WHAT NEEDS TO BE DONE → Return each line from the entries below that contains the string "main".

Image location labeling entries →

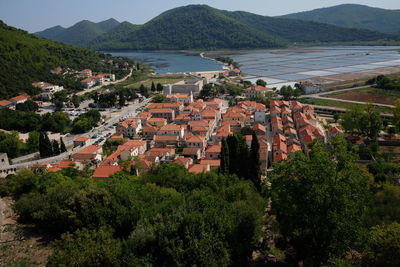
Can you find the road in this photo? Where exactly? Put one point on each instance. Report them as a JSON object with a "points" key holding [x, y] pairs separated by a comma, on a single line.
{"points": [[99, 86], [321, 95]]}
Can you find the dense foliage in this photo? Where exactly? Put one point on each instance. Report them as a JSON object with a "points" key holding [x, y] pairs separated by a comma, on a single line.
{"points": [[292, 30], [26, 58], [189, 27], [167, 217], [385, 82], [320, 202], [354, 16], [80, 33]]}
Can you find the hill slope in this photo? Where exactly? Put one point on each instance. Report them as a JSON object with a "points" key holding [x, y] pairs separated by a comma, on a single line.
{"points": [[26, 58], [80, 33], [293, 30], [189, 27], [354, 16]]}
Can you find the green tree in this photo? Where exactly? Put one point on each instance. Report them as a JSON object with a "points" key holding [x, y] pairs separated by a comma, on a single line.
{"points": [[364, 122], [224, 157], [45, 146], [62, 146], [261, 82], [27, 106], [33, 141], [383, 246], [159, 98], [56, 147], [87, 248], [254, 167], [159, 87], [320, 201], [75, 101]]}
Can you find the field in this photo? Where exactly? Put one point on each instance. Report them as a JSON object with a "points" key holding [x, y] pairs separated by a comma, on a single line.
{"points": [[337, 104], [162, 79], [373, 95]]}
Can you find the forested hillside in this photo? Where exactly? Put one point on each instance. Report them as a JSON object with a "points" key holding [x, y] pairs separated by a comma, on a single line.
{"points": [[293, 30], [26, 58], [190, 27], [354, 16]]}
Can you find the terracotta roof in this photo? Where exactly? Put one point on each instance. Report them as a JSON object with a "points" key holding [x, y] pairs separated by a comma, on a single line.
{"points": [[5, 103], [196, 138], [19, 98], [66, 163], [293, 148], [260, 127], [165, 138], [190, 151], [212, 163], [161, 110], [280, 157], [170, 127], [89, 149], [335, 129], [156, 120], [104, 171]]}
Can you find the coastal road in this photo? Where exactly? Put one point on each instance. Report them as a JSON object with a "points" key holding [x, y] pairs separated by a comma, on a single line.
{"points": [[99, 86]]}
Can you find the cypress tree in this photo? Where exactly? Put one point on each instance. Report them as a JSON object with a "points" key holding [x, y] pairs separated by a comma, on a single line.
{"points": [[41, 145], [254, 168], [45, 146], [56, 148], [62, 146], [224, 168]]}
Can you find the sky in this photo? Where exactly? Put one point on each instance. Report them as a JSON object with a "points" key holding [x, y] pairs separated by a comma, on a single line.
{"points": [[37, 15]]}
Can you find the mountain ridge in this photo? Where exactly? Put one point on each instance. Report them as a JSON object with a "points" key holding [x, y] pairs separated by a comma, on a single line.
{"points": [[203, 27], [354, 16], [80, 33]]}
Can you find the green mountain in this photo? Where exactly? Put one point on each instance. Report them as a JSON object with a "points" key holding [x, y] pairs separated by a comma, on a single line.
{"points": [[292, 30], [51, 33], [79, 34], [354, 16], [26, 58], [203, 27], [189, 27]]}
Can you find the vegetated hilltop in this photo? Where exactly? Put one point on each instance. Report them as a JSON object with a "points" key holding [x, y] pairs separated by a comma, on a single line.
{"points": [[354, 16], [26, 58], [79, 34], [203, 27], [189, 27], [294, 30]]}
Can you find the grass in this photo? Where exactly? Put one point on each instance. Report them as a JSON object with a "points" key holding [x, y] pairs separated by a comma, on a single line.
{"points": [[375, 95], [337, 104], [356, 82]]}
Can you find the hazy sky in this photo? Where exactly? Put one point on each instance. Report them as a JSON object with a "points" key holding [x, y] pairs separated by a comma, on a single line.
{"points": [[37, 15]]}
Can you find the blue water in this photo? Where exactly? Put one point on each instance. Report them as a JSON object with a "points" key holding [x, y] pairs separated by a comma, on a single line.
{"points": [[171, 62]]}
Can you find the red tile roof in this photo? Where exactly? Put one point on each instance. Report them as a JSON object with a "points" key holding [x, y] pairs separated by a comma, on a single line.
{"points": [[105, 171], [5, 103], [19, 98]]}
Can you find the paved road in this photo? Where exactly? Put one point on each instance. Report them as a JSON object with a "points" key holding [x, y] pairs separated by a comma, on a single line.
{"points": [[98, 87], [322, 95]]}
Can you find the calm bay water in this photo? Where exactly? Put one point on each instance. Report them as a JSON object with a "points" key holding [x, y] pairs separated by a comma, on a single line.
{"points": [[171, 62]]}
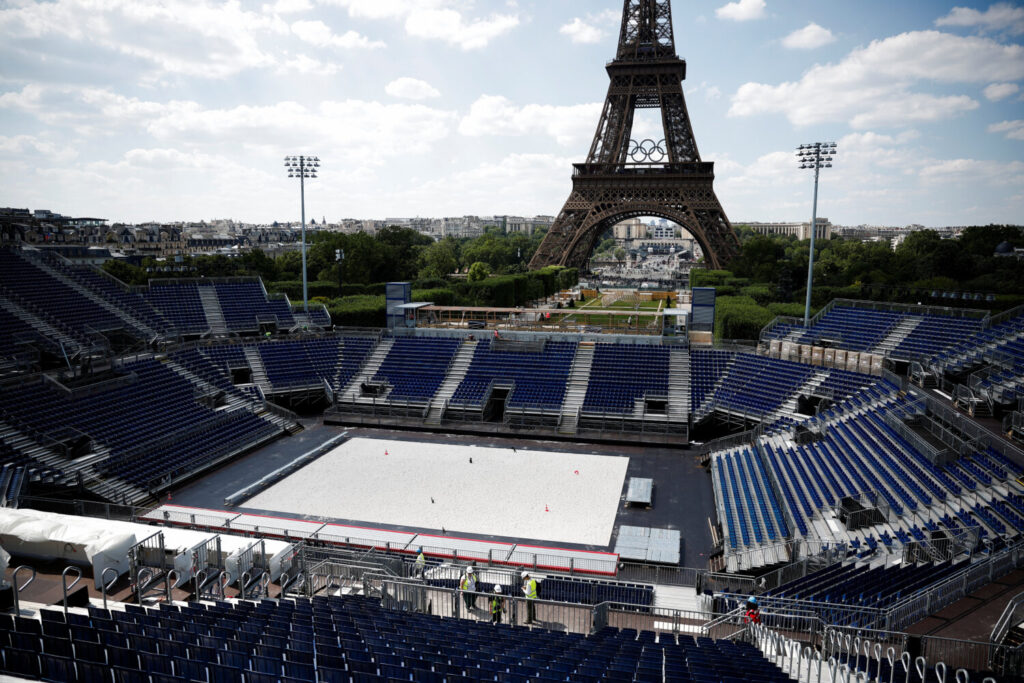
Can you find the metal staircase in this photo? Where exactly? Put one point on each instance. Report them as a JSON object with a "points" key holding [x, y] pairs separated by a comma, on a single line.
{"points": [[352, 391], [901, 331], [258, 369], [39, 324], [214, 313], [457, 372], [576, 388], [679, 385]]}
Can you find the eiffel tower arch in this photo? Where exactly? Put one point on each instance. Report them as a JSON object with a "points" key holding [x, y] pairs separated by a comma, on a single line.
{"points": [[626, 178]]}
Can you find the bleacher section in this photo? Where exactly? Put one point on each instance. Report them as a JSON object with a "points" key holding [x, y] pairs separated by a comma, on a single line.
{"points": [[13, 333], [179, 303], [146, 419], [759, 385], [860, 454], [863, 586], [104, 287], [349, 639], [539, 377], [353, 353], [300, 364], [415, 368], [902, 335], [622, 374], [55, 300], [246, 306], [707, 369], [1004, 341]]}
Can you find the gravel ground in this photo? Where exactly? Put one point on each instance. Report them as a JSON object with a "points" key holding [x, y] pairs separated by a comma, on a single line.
...
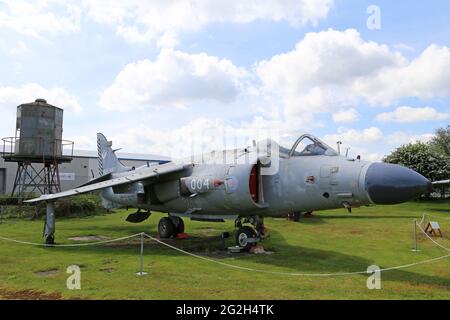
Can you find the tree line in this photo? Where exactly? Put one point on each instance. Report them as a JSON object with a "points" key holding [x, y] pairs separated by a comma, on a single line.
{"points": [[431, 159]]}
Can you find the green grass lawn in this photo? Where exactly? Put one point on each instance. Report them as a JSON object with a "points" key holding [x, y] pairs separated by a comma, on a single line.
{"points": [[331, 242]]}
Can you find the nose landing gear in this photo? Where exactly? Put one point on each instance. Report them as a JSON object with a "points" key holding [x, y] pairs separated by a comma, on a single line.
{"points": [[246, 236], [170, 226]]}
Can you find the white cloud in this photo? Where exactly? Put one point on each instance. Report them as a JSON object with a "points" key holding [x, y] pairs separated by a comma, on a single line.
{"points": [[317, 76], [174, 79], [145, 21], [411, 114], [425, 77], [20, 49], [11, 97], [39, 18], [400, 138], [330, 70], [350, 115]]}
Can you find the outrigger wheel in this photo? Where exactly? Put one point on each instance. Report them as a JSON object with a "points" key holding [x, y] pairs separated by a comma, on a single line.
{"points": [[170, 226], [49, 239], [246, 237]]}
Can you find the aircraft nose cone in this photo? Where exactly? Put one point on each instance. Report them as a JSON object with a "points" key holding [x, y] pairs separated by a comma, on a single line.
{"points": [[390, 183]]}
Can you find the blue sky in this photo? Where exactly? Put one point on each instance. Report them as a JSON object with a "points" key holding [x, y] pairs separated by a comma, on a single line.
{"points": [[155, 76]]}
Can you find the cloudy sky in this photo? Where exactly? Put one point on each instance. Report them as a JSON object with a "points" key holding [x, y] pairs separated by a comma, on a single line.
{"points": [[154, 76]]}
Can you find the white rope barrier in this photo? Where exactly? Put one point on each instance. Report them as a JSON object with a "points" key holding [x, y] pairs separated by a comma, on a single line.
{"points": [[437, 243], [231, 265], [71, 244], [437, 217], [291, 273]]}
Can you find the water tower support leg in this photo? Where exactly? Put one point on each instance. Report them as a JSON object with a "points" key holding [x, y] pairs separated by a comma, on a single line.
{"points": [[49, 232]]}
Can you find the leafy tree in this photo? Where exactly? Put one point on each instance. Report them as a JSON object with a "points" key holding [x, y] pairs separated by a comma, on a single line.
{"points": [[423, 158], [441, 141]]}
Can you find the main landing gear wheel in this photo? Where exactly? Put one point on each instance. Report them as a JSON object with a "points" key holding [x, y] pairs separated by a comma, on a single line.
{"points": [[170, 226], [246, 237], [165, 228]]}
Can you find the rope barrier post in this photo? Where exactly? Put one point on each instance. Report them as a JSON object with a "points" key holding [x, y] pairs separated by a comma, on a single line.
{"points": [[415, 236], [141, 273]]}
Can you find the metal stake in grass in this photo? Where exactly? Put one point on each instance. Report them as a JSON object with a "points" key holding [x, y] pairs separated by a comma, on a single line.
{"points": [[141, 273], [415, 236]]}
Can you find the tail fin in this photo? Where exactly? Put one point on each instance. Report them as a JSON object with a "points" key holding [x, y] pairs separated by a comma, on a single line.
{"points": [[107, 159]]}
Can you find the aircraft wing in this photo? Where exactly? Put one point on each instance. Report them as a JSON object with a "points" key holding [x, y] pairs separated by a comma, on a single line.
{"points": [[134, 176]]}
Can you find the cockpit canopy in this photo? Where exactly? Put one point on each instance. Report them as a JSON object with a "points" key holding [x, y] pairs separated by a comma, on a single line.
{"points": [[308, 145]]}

RESPONSE BELOW →
Can you find the main landing gear wheel in this photo? Where exactly? Put one point on each instance. Report them as a JSON object with a "points" key holding [x, y] pairs separated by a comma, on a single line.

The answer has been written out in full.